**RAW RECORDS**
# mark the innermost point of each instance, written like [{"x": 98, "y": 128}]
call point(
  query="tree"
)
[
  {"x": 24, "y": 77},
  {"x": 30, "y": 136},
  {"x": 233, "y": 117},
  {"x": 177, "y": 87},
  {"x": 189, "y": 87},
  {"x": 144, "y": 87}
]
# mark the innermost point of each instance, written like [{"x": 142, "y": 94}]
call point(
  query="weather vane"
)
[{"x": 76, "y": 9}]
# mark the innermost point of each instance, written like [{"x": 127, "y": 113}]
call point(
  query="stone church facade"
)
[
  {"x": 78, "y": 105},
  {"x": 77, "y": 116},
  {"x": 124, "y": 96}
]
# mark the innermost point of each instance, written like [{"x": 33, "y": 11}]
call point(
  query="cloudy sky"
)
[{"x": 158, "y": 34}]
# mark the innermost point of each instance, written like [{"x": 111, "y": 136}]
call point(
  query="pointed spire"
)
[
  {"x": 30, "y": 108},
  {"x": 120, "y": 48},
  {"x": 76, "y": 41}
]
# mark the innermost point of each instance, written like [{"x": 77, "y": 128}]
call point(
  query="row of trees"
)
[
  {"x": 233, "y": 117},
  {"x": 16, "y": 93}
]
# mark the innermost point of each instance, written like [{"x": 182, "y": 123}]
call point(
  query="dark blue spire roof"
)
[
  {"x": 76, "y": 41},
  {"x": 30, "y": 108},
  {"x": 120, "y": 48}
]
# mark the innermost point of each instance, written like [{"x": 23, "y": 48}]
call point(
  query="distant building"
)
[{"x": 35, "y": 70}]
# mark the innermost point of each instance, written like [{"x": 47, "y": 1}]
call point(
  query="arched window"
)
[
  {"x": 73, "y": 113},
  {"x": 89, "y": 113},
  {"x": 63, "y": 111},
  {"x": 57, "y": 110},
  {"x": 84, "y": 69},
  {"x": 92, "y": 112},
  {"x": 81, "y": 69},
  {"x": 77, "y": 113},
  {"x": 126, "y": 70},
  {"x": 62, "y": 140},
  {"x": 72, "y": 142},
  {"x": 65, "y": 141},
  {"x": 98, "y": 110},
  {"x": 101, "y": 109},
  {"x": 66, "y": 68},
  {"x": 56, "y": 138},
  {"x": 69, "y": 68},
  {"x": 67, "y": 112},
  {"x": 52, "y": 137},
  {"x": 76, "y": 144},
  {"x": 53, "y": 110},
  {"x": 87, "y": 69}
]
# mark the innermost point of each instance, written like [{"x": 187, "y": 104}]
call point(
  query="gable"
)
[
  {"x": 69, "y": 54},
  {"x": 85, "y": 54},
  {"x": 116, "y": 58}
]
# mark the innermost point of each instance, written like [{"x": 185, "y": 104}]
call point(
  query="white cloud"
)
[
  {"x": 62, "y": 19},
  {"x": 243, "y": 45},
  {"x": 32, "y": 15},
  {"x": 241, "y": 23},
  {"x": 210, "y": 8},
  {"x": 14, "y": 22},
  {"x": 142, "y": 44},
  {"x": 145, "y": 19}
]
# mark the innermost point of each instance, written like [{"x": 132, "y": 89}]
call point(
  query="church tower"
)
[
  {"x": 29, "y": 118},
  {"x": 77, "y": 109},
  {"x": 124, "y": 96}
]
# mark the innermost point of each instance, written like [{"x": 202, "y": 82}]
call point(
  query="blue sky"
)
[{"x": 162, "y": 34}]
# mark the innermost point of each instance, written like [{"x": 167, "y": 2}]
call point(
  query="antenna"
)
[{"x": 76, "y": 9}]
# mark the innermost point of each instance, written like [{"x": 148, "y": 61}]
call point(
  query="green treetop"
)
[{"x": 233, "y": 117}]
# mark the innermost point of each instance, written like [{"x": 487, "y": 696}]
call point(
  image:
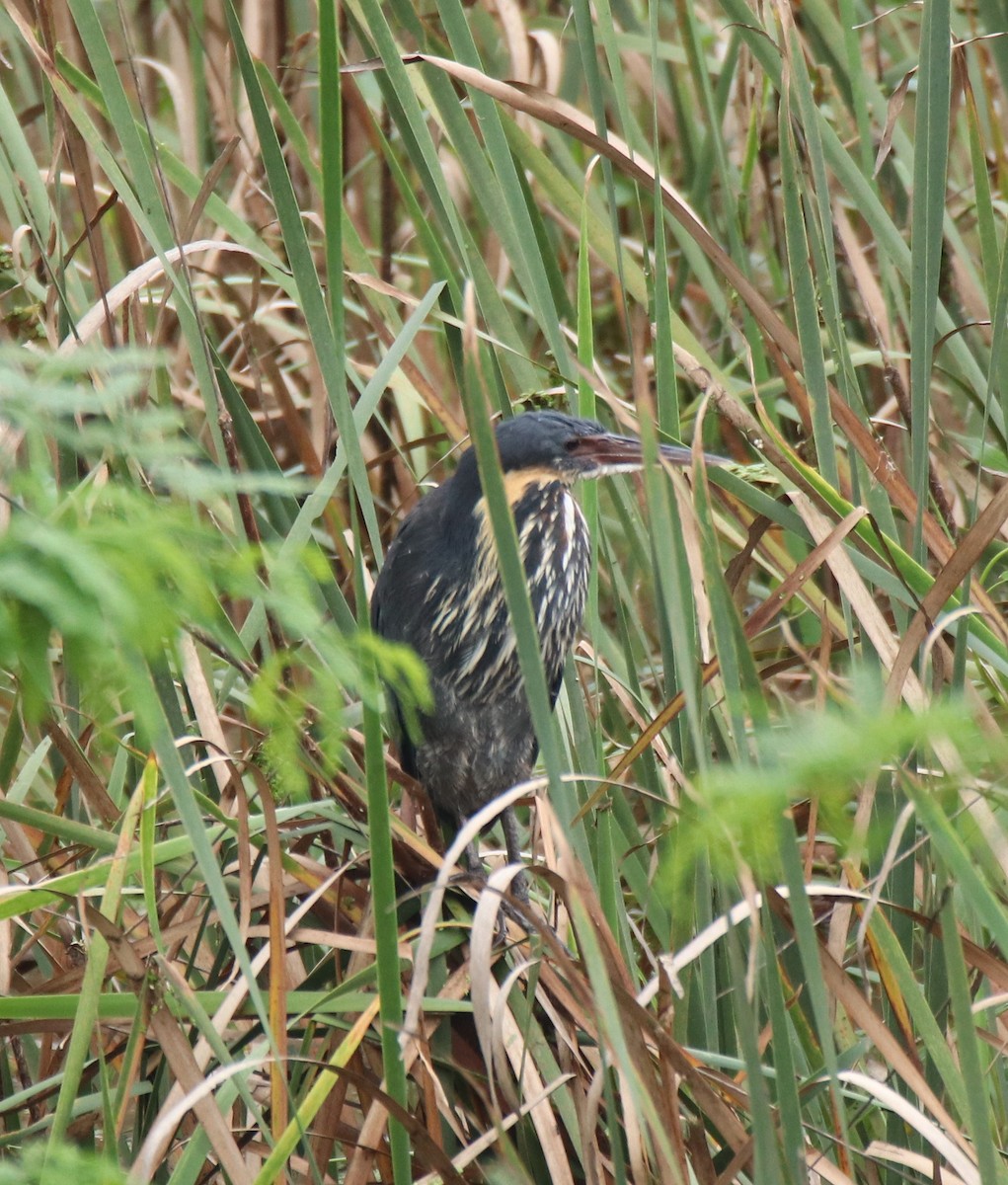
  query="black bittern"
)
[{"x": 440, "y": 592}]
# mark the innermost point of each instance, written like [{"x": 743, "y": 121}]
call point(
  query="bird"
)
[{"x": 439, "y": 592}]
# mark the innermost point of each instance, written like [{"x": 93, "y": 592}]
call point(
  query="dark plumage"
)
[{"x": 439, "y": 592}]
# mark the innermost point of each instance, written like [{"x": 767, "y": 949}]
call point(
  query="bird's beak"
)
[{"x": 604, "y": 453}]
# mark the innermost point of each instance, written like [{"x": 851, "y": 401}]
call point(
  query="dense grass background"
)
[{"x": 263, "y": 270}]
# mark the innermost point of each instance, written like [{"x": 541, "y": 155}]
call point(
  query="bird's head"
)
[{"x": 568, "y": 448}]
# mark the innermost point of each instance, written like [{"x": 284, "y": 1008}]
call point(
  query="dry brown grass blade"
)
[
  {"x": 757, "y": 621},
  {"x": 952, "y": 576},
  {"x": 174, "y": 1044},
  {"x": 849, "y": 996}
]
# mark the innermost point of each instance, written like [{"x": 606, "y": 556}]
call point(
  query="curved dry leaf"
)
[{"x": 911, "y": 1115}]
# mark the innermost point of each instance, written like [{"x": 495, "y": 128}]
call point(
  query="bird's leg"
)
[{"x": 519, "y": 887}]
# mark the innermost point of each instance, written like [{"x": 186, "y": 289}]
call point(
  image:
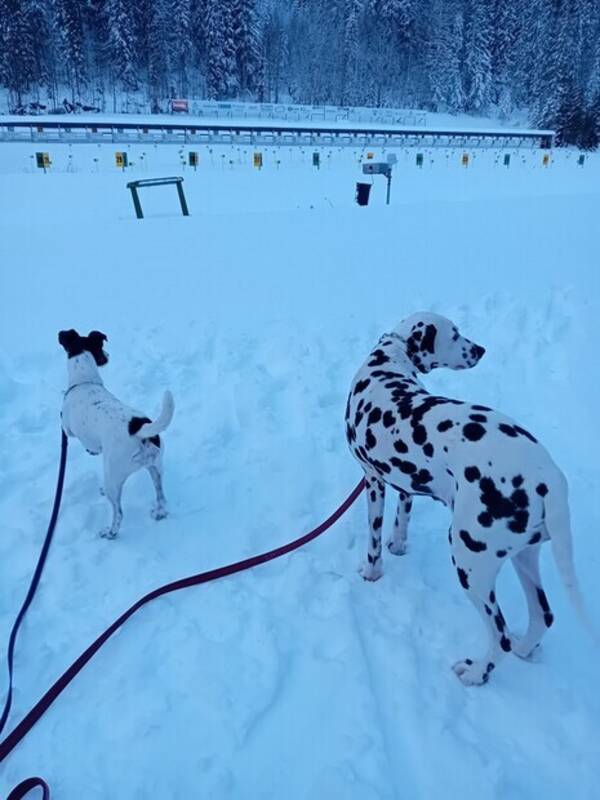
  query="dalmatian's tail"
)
[
  {"x": 161, "y": 422},
  {"x": 558, "y": 525}
]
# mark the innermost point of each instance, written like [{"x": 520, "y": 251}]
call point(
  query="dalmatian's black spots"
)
[
  {"x": 463, "y": 578},
  {"x": 407, "y": 467},
  {"x": 428, "y": 343},
  {"x": 472, "y": 474},
  {"x": 478, "y": 417},
  {"x": 360, "y": 386},
  {"x": 473, "y": 431},
  {"x": 380, "y": 466},
  {"x": 498, "y": 506},
  {"x": 389, "y": 420},
  {"x": 473, "y": 544},
  {"x": 419, "y": 434},
  {"x": 420, "y": 480},
  {"x": 374, "y": 416},
  {"x": 500, "y": 621},
  {"x": 370, "y": 440},
  {"x": 378, "y": 358},
  {"x": 515, "y": 430},
  {"x": 508, "y": 430}
]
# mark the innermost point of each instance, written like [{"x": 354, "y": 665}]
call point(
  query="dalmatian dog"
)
[
  {"x": 127, "y": 440},
  {"x": 506, "y": 494}
]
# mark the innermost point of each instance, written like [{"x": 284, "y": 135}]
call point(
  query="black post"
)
[
  {"x": 184, "y": 207},
  {"x": 136, "y": 202}
]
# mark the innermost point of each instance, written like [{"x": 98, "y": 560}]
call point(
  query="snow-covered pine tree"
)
[
  {"x": 120, "y": 43},
  {"x": 181, "y": 44},
  {"x": 222, "y": 79},
  {"x": 17, "y": 57},
  {"x": 157, "y": 43},
  {"x": 477, "y": 66},
  {"x": 503, "y": 54},
  {"x": 444, "y": 56},
  {"x": 350, "y": 63},
  {"x": 68, "y": 25},
  {"x": 275, "y": 55},
  {"x": 246, "y": 35}
]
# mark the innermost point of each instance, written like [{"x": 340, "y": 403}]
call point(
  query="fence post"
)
[{"x": 184, "y": 207}]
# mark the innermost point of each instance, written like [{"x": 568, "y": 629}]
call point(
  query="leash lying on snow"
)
[{"x": 21, "y": 730}]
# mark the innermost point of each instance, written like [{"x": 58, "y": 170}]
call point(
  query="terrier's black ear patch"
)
[
  {"x": 428, "y": 343},
  {"x": 72, "y": 342},
  {"x": 93, "y": 343}
]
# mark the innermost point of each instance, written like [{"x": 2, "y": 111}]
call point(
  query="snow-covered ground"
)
[{"x": 297, "y": 679}]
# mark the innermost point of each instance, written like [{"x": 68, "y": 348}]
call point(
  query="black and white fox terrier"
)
[{"x": 127, "y": 440}]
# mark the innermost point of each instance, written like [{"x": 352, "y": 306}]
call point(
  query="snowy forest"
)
[{"x": 485, "y": 57}]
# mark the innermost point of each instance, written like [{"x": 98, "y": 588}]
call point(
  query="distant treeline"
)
[{"x": 474, "y": 56}]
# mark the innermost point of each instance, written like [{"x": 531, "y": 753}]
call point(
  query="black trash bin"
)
[{"x": 362, "y": 193}]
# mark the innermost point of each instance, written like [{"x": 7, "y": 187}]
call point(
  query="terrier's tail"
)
[{"x": 163, "y": 420}]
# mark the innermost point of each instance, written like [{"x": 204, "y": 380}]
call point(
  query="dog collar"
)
[{"x": 83, "y": 383}]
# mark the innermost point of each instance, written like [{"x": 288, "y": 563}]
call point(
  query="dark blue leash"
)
[{"x": 28, "y": 599}]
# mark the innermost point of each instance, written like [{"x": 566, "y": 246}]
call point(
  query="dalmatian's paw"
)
[
  {"x": 371, "y": 572},
  {"x": 159, "y": 512},
  {"x": 473, "y": 673},
  {"x": 523, "y": 649},
  {"x": 397, "y": 548}
]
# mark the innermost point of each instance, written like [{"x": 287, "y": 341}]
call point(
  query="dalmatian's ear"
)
[
  {"x": 72, "y": 342},
  {"x": 94, "y": 344}
]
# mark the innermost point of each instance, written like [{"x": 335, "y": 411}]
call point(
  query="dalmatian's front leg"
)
[
  {"x": 477, "y": 568},
  {"x": 397, "y": 544},
  {"x": 526, "y": 564},
  {"x": 371, "y": 570}
]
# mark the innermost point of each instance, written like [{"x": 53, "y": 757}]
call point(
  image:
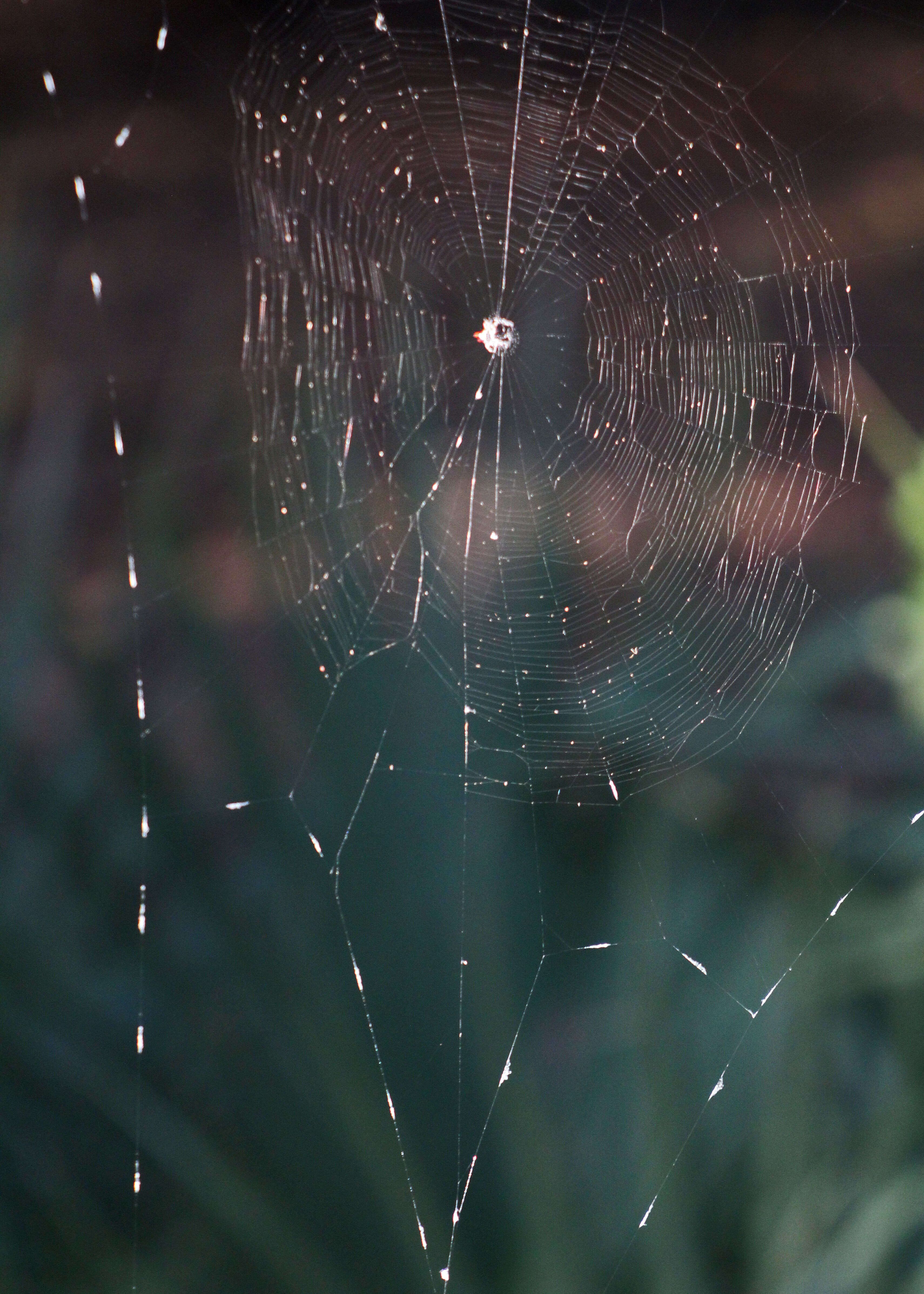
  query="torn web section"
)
[{"x": 347, "y": 359}]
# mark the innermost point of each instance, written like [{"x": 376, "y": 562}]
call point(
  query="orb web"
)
[{"x": 610, "y": 513}]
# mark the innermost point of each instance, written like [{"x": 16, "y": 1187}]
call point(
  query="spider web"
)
[
  {"x": 609, "y": 517},
  {"x": 589, "y": 535}
]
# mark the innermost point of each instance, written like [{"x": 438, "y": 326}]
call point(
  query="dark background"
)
[{"x": 267, "y": 1154}]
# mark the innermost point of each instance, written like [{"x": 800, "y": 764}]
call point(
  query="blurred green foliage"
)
[{"x": 268, "y": 1155}]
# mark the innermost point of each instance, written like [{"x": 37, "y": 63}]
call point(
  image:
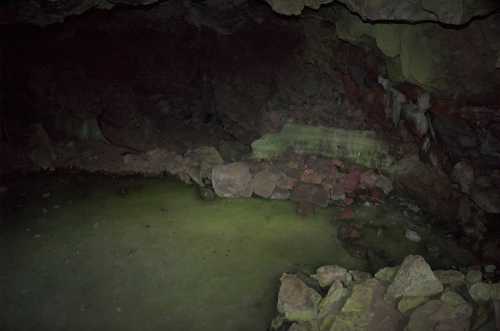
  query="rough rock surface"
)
[
  {"x": 414, "y": 278},
  {"x": 439, "y": 315},
  {"x": 310, "y": 193},
  {"x": 366, "y": 309},
  {"x": 264, "y": 183},
  {"x": 364, "y": 304},
  {"x": 448, "y": 11},
  {"x": 296, "y": 301},
  {"x": 232, "y": 180},
  {"x": 328, "y": 274}
]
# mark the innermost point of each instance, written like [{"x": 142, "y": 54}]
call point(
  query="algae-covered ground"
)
[{"x": 100, "y": 253}]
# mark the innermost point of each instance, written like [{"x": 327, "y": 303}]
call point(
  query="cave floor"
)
[{"x": 85, "y": 252}]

**WORK INSTRUCTIONS**
Select each line of the listing above that contains the string "grass", matching case exactly.

**FINAL RESULT**
  query="dense grass background"
  query="dry brown grass blade"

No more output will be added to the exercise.